- WHAT YOU ARE ASKED TO DO: Lines from the beginning of the data through the line containing "Q: Tag one point on each instance of the house" are to be copied exactly, with no other line included.

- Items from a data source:
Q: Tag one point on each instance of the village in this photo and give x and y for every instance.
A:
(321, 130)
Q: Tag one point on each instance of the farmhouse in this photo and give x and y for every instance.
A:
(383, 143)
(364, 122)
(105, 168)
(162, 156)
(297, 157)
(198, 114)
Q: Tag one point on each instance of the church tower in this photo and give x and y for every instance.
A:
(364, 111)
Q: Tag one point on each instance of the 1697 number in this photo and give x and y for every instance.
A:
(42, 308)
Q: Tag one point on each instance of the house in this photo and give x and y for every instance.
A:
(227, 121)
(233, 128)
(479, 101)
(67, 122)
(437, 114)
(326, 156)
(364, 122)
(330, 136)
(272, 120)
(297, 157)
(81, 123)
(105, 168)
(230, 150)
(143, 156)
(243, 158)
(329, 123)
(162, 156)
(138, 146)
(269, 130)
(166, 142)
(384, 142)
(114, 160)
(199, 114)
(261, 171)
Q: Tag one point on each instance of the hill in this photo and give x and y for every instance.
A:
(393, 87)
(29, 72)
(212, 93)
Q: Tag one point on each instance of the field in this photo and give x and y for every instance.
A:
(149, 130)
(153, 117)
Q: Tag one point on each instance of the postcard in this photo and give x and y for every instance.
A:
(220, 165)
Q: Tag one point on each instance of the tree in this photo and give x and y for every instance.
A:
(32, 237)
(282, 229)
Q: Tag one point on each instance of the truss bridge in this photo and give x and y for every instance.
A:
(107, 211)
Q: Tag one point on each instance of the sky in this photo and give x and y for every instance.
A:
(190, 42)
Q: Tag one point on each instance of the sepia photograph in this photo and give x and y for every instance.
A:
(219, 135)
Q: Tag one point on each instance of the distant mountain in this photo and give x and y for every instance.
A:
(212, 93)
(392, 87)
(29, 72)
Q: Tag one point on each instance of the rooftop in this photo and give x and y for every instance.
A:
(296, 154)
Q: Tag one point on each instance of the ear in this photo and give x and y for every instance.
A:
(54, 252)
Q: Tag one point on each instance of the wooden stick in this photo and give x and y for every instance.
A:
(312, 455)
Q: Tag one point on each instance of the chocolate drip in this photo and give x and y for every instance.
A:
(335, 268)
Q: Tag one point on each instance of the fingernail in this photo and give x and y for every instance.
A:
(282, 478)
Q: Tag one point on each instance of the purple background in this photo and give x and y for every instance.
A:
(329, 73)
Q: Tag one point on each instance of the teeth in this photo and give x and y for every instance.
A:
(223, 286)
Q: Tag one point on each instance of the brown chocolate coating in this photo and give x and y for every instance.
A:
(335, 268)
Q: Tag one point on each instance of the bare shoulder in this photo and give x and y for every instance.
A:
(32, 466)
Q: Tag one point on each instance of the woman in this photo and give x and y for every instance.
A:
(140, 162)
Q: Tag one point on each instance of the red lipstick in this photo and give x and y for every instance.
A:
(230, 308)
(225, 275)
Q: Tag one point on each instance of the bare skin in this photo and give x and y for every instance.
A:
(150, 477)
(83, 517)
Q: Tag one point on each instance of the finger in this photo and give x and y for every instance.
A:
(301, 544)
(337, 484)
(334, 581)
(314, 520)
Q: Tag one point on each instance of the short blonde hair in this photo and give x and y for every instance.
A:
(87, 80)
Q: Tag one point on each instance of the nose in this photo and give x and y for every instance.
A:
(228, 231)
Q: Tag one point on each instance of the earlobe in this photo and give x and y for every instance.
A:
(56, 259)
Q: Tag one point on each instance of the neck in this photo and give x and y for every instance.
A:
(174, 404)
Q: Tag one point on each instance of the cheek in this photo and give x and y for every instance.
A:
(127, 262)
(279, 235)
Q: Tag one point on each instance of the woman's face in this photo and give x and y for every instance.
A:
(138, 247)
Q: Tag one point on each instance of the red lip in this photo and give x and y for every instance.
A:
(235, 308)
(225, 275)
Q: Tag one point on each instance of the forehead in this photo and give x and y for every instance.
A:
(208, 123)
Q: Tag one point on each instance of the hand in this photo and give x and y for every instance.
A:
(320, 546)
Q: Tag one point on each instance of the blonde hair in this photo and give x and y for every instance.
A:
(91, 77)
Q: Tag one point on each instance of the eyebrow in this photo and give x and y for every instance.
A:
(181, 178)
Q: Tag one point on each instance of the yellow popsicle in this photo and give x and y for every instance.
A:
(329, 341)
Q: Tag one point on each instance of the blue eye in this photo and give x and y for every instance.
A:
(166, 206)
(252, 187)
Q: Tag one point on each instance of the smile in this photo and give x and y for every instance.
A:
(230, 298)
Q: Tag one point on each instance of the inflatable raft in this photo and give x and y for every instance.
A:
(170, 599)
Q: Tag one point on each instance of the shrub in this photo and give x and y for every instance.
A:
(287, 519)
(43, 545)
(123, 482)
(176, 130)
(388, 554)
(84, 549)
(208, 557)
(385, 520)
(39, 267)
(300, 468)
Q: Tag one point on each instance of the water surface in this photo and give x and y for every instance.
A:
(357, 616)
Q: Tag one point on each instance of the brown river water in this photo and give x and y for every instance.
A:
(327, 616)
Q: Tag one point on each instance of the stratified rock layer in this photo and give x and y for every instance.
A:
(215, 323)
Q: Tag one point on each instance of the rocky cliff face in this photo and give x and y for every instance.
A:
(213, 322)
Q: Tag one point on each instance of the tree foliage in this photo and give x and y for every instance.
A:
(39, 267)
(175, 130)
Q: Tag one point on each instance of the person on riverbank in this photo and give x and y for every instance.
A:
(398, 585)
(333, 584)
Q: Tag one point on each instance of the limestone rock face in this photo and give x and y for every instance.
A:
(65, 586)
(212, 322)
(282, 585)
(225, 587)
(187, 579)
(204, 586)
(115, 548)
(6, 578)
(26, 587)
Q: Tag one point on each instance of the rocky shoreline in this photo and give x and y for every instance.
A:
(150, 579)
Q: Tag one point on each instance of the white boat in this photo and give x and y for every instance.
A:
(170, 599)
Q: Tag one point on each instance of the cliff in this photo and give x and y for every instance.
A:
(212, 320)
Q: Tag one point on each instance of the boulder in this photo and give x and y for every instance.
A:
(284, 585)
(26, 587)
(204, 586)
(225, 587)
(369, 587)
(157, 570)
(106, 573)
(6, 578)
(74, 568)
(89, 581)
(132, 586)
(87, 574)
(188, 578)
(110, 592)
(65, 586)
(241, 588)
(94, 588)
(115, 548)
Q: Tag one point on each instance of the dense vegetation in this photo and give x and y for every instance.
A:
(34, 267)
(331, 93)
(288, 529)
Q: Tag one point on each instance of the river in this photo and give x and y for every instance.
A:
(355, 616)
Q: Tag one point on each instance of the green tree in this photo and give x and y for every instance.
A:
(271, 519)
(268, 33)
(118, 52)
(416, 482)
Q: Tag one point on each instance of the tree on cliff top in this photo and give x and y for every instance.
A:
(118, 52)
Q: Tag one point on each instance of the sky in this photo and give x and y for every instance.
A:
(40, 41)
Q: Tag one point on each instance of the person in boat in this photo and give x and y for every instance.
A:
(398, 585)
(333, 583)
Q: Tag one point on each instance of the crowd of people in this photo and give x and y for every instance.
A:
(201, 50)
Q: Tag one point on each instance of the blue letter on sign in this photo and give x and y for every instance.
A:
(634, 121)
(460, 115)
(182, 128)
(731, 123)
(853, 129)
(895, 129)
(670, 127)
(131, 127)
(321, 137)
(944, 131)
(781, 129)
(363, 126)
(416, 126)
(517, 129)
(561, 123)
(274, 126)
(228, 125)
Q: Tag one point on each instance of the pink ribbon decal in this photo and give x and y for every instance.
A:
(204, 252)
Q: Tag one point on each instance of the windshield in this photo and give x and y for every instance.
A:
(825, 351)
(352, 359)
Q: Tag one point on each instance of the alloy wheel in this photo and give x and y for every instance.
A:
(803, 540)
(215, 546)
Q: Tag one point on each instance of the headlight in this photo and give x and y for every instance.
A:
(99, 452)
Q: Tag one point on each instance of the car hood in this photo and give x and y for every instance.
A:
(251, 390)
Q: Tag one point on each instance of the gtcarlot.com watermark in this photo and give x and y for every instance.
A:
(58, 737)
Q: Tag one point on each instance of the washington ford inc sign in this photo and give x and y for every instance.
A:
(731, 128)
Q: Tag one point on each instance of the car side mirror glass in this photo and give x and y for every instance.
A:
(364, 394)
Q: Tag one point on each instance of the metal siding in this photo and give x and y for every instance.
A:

- ANSWER TO THE EXERCISE:
Q: Tag one point on each instance of the village in this photo and give x and y for every instance.
A:
(321, 130)
Q: Tag one point on each instance of the farmhouse in this photo and give x and y for every instance.
A:
(383, 143)
(364, 122)
(105, 168)
(162, 156)
(297, 157)
(198, 114)
Q: Tag one point on each instance of the church tower in this photo and give x and y for every instance.
A:
(364, 111)
Q: Tag one point on each instance of the 1697 number in this photo and give x and y for every instance.
A:
(42, 308)
Q: Tag one point on each instance of the house in this photo and give x and y for every instance.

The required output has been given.